◆ **Aim**: Gather every line of the listing below that contains the string "snare" and copy each one in full. Matches must have the same case.
═══ Data
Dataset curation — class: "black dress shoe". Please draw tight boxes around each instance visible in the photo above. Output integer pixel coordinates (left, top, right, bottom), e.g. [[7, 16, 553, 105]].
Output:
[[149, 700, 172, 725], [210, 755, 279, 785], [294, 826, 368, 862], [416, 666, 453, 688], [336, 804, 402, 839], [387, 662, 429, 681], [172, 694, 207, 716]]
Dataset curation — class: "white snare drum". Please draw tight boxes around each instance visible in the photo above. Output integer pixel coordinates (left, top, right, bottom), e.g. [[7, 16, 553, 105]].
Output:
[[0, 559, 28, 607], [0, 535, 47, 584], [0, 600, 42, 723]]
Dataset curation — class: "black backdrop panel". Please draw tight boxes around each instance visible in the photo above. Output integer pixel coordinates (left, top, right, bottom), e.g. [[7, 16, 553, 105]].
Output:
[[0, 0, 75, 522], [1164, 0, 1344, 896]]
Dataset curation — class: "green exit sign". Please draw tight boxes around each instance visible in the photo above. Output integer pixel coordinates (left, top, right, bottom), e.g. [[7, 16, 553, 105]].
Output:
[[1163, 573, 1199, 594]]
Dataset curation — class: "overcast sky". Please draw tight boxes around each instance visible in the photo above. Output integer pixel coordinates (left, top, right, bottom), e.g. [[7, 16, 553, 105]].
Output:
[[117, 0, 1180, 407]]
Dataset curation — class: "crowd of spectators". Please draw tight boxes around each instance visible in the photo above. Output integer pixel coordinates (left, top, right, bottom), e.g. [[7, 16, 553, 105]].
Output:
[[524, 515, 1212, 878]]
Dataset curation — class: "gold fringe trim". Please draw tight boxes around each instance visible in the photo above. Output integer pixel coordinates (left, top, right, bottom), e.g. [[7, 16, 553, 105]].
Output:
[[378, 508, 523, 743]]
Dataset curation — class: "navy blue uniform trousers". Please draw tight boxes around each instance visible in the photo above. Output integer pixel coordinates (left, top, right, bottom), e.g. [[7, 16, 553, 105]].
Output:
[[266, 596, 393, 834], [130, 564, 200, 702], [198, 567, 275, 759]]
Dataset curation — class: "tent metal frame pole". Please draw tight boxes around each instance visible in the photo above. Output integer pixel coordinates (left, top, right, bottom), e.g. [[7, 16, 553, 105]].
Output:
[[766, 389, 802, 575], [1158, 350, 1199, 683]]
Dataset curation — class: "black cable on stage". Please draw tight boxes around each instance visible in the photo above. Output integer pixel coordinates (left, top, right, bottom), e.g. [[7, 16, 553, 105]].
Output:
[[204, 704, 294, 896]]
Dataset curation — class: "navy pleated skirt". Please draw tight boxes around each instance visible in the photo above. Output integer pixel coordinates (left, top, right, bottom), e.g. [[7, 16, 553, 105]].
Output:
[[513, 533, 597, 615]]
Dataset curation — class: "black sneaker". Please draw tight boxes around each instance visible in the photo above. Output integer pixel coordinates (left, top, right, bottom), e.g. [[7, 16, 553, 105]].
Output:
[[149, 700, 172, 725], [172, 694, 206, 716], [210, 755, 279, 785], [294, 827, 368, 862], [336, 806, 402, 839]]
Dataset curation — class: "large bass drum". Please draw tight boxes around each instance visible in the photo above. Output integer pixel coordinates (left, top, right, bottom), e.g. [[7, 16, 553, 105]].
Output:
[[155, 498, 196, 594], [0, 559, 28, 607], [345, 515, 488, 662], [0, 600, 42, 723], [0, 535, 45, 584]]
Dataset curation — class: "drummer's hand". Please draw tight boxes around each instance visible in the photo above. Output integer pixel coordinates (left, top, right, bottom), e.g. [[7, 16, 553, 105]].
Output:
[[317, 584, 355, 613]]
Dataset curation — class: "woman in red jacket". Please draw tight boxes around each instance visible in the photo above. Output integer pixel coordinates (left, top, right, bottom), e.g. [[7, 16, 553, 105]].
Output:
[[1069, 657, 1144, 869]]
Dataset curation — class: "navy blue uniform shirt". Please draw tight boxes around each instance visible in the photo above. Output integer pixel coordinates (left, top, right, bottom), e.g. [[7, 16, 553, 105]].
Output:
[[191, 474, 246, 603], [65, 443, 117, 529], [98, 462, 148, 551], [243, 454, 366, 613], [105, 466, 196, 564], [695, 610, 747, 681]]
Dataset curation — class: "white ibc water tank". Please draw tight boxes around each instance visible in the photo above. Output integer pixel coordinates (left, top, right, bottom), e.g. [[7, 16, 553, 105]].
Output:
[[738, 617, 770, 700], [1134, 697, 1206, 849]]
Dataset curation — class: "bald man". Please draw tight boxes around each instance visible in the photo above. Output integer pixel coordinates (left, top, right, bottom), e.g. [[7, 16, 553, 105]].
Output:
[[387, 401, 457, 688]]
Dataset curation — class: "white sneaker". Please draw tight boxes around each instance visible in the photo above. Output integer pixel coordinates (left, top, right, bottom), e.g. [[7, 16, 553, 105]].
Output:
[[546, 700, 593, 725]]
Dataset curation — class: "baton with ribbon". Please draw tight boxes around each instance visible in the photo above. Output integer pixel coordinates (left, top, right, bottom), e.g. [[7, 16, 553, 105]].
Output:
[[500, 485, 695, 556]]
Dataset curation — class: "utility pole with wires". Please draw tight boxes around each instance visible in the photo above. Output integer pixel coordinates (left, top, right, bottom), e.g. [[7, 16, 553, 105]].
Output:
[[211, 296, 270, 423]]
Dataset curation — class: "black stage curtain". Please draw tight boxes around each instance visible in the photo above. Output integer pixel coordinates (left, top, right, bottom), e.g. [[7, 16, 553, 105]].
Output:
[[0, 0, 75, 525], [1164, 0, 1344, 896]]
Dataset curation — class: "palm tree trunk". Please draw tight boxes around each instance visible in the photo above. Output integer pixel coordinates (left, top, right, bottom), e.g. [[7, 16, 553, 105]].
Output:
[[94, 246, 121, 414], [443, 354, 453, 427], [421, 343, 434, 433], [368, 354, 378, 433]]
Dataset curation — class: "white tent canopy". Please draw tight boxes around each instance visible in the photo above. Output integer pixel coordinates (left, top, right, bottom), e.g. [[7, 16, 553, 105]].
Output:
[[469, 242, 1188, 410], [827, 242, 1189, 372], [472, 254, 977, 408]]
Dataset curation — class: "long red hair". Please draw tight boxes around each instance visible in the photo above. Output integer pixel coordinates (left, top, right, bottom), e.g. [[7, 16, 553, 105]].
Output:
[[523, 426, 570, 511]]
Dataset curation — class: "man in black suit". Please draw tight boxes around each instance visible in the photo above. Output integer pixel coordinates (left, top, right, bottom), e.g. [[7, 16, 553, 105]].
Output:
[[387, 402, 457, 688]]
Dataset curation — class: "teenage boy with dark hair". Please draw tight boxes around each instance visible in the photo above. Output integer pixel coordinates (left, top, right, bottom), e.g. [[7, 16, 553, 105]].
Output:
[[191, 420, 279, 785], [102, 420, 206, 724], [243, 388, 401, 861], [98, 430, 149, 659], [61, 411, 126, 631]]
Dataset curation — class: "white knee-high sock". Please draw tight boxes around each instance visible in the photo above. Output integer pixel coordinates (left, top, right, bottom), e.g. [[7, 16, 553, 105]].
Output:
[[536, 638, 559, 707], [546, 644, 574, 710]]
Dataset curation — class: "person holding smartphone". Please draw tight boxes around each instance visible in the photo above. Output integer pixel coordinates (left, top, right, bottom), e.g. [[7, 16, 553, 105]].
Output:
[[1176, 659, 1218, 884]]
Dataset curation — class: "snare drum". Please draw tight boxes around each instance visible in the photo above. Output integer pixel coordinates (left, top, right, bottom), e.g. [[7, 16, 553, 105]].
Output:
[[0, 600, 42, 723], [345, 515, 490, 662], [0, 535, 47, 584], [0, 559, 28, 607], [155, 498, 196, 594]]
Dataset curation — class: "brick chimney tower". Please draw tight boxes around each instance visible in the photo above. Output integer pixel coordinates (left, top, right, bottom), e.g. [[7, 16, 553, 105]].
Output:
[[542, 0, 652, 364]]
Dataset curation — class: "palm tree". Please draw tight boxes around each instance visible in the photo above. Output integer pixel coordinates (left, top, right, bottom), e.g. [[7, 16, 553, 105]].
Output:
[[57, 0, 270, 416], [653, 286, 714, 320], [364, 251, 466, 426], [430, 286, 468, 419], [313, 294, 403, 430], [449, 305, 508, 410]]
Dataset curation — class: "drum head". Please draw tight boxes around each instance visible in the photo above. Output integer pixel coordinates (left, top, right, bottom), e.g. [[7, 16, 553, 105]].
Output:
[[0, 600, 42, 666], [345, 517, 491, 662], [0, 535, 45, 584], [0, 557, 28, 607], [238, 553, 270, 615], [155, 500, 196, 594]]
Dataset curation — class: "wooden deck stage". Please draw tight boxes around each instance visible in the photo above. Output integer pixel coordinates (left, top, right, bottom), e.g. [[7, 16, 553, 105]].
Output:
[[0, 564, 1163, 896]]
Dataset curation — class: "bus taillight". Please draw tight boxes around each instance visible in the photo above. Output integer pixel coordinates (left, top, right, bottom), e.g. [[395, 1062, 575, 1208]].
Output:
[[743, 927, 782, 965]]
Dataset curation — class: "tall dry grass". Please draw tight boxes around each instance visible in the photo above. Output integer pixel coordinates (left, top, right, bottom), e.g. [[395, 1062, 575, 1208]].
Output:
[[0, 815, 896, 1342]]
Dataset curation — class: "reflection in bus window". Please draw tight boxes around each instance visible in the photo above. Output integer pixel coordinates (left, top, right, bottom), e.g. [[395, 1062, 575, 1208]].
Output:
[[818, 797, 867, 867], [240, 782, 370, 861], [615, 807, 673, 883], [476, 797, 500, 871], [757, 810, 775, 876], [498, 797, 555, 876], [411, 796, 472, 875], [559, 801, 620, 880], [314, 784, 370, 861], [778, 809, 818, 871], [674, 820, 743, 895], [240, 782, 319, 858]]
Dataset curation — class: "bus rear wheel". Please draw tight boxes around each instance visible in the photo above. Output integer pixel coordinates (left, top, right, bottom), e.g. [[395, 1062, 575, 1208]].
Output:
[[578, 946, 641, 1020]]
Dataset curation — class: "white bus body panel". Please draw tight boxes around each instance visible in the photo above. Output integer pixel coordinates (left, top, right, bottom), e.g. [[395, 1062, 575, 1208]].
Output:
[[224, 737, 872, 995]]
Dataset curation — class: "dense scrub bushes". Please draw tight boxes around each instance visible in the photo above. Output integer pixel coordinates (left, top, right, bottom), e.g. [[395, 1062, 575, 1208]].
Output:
══════
◆ **Task result**:
Dataset curation — class: "white snare drum". Please draw tight boxes around each instance visible in the photo above. Output integer pixel coordinates (left, top, right, bottom), e.g. [[7, 16, 553, 105]].
Dataset curation — class: "snare drum". Please draw tight boxes around each instance visible in the photo above. Output integer pixel coordinates (left, top, right, bottom), e.g. [[7, 16, 553, 105]].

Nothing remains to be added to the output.